Task description: Although the records contain pictures, only their text should be reproduced, exactly as written.

The records:
★ ★ ★ ★ ★ ★ ★
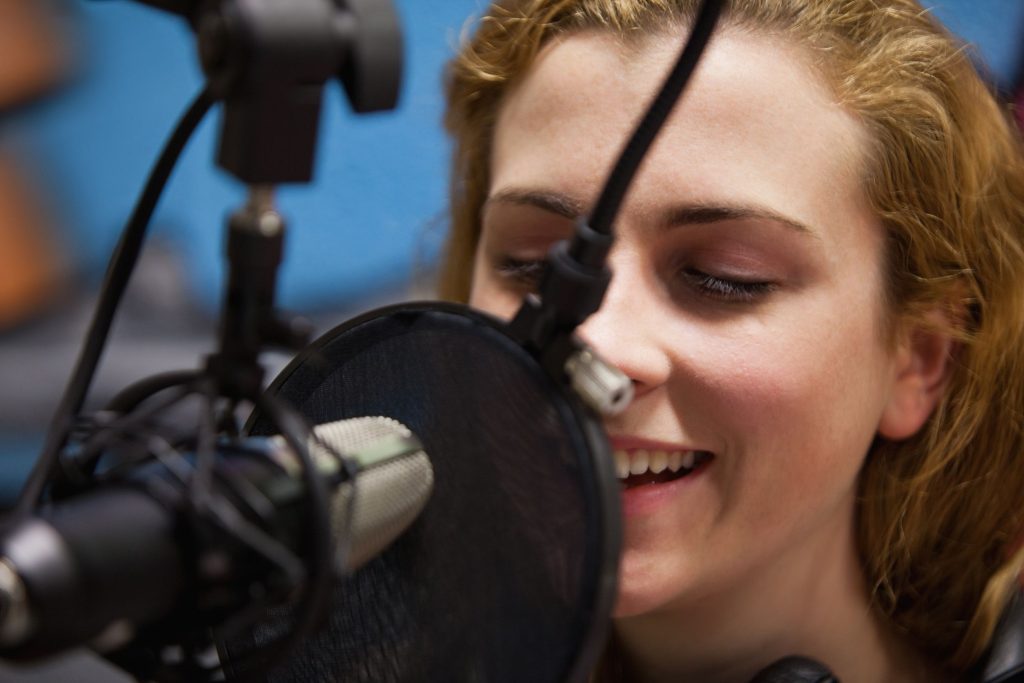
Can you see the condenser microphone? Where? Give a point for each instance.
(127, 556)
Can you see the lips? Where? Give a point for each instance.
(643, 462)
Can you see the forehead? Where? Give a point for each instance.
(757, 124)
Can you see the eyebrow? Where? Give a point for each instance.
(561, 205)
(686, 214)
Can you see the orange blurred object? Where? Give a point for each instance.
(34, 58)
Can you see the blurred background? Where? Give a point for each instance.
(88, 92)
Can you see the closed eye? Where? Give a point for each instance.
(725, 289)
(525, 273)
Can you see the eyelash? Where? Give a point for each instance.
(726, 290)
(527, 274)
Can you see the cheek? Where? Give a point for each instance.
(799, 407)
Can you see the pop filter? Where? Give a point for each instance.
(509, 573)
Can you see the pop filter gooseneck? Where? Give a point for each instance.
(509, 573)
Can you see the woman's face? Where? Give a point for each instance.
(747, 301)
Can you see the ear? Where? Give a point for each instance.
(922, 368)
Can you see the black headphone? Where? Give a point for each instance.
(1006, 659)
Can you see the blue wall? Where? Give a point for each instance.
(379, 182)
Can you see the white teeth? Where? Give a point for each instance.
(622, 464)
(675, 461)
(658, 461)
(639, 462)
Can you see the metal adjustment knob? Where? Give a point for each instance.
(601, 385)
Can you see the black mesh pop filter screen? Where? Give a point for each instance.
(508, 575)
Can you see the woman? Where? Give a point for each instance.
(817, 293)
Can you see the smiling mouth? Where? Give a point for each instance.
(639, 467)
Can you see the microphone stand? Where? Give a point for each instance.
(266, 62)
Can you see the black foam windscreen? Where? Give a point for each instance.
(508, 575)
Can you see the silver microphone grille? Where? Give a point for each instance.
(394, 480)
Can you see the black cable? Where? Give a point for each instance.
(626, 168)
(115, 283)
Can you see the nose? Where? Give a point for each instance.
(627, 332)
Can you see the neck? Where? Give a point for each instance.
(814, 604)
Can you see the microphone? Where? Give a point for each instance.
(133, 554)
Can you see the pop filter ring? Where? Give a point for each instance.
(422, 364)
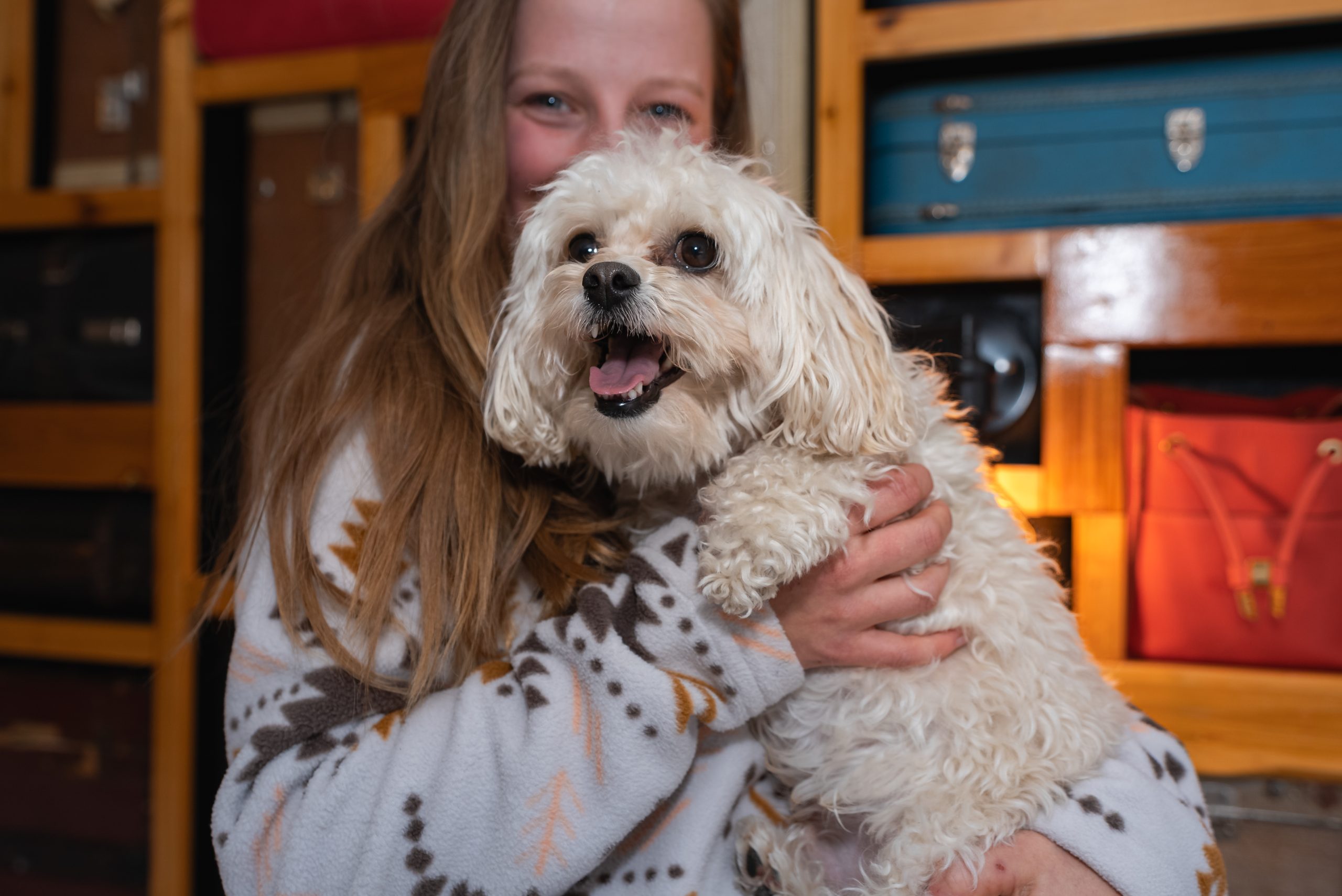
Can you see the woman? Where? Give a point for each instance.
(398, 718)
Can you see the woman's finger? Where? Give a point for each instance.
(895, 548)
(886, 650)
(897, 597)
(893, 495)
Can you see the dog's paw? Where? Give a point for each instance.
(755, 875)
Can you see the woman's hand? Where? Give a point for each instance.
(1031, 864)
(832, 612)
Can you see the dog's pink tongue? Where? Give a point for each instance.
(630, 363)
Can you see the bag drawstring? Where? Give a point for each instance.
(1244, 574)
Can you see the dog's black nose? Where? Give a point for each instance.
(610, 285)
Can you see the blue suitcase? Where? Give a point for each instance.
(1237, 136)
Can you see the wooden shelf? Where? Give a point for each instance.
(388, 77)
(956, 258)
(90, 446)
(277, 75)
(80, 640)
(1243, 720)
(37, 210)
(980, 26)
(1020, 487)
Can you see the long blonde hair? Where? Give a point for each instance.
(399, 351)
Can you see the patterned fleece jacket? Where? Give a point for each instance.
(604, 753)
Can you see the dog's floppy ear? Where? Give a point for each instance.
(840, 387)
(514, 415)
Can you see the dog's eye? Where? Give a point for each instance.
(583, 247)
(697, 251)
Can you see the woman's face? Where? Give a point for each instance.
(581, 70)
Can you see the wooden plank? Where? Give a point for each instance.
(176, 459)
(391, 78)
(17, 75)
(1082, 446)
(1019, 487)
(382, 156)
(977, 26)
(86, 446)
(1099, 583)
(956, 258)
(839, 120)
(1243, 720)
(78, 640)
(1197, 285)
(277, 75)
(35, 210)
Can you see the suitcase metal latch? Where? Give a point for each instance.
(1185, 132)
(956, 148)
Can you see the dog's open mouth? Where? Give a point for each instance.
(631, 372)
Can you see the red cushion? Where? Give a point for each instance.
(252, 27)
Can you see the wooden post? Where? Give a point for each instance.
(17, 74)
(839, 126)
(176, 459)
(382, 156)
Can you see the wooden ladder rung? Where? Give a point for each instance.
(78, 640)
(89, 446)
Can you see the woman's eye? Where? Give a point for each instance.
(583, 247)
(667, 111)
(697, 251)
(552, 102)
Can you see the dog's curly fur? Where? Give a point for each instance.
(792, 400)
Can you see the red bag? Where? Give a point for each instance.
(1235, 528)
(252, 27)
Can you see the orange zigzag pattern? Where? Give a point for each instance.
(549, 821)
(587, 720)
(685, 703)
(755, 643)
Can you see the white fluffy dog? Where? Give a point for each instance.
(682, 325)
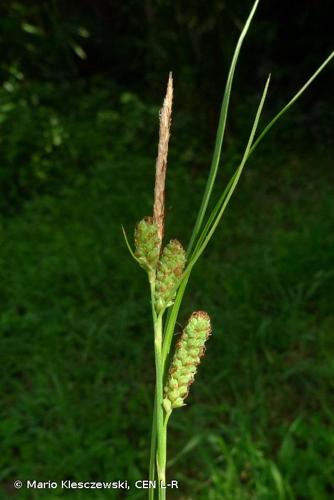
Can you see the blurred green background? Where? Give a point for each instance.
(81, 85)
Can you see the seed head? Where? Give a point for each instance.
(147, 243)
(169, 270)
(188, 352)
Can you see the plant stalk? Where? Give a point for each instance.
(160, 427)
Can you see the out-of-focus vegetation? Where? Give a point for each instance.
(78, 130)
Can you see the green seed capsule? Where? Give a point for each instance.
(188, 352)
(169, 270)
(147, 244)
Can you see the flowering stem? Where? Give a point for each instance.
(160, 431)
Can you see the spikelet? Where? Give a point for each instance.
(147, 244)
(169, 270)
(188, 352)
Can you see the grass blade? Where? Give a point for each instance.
★ ★ ★ ★ ★ ★ ★
Response area:
Can you see the condenser microphone? Where? Give a point for each instance.
(127, 556)
Can you see the lips? Where? Give a point for each instance.
(643, 462)
Can you see the forehead? Where? Give a point for each instance.
(757, 124)
Can you see the eyebrow? Where? Give a point for each instance.
(561, 205)
(686, 214)
Can you see the orange blurred object? Where? Give a point for each instance.
(34, 58)
Can you see the blurred background? Where? Give a point for each instance.
(88, 92)
Can you see the closed eye? Where? Give a point for each instance.
(725, 289)
(525, 273)
Can you see the eyelash? Where? Give a point for each instance.
(726, 290)
(527, 274)
Can you see the cheek? Where? Give a point for each instance.
(799, 407)
Can you see the pop filter? Where? Give a point for each instance.
(509, 573)
Can you see the pop filter gooseneck? Where? Give a point for each instance.
(509, 573)
Can you see the woman's face? Where? Give a point for each instance.
(747, 301)
Can you see the ear? Where? Give a point for each instance.
(922, 368)
Can you see the black headphone? Where? Give a point for each instance.
(1006, 659)
Can you see the blue wall? Where? Give a point for each instance.
(379, 182)
Can you see the white teeth? Where? Give a point for each instance.
(622, 464)
(675, 461)
(658, 461)
(639, 462)
Can you see the metal adjustment knob? Where? Give a point for each instance.
(601, 385)
Can you see the black mesh pop filter screen? Where? Give a point for each instance.
(508, 575)
Can you see the woman? Where? Give a point for each instance.
(817, 293)
Can you see the smiling mouth? Where? Give a point for each instance.
(639, 467)
Can you see the microphone stand? Where? Give a point for each instance.
(266, 62)
Can you see the black foam windscreen? Where? Give a point for each instance.
(508, 575)
Can you see the silver microphone grille? Where? Give a point for each instance.
(394, 480)
Can you see the black cable? Where? Give a point for each instance.
(626, 168)
(115, 283)
Can you see the nose? Where? Give a point for each instance.
(627, 332)
Can you see the neck? Where? Give a point for each instance.
(814, 604)
Can you see the microphone? Where? Give a point for each instance.
(133, 554)
Can you see the pop filter ring? Where? Give a point for each instance.
(422, 364)
Can you see the woman? Where? Give a point for each instance.
(398, 718)
Can you see the woman's finger? Where? Give a point for each instance.
(895, 548)
(886, 650)
(897, 597)
(893, 495)
Can you see the dog's paw? Where? Give a point for each instance.
(755, 875)
Can you see the woman's hand? Where? Give a point for each instance.
(1031, 864)
(832, 612)
Can you see the dog's pink tongue? Where? Give a point for each instance.
(630, 363)
Can you see the bag drawstring? Where? Give a point for each instance.
(1244, 574)
Can you see the dog's black nose? Where? Give a point for each instance.
(610, 285)
Can you see the blue suitcase? Where? Give a point for each instance.
(1237, 136)
Can you see the wooden shelf? Where? Give a point for each instance.
(388, 77)
(956, 258)
(90, 446)
(277, 75)
(80, 640)
(1243, 720)
(37, 210)
(980, 26)
(1020, 487)
Can you see the long blonde hair? Where? Give a point for each instance.
(399, 351)
Can you see the patterned fleece jacket? Where? Give a point for each instance.
(604, 753)
Can you see the dog's floppy ear? Where? Give a point for each instance.
(840, 387)
(514, 415)
Can you see the dog's eye? Where? Give a point for each instance.
(583, 247)
(697, 251)
Can you see the woman's face? Where? Give a point for each instance.
(581, 70)
Can you see the wooden plank? Where? Give a point for each instance.
(176, 459)
(391, 78)
(17, 75)
(1082, 446)
(1019, 487)
(382, 156)
(977, 26)
(86, 446)
(1099, 583)
(956, 258)
(839, 120)
(1243, 720)
(78, 640)
(1197, 285)
(277, 75)
(35, 210)
Can you see the suitcase metal latch? Where? Give a point for each instance.
(1185, 132)
(956, 148)
Can you see the dog's open mouth? Where? Give a point for each instance.
(631, 372)
Can you see the red cushion? Where? Give a point for each instance.
(252, 27)
Can you see the wooden post? Where? Give a point for each instance.
(17, 74)
(839, 126)
(176, 459)
(382, 156)
Can you see the wooden ladder rung? Where? Give a point for each instance.
(78, 640)
(89, 446)
Can you see the woman's eye? Where? Give a point for each instance.
(583, 247)
(667, 111)
(697, 251)
(552, 102)
Can you see the dog's curly fur? Where? Give a point for each instance.
(792, 400)
Can you see the red bag? Where? Give a point for each instance.
(1235, 528)
(252, 27)
Can you see the orange zigzag pattern? Where? Give a point for each instance.
(549, 821)
(587, 720)
(685, 703)
(755, 643)
Can you see the white fluffy dog? Where? Give a point for each instance.
(682, 325)
Can you see the blurred green background? Where? Give a point for each instance.
(81, 85)
Can you see the seed head? Where? Give a point for each instance.
(147, 243)
(169, 270)
(188, 352)
Can you see the plant stalk? Where? Give a point for each instance.
(160, 427)
Can you see the out-of-focus vegetation? Where? Give a point for each instance.
(78, 130)
Can you see the green seed capsule? Where? Give a point for each instance.
(188, 352)
(169, 270)
(147, 244)
Can you see the flowering stem? Where? Give a point for each instance.
(160, 431)
Can you see the spikelet? Where? Give a point for each instance.
(147, 244)
(169, 270)
(188, 352)
Can you see the grass blade? Where? Give a point for each instance.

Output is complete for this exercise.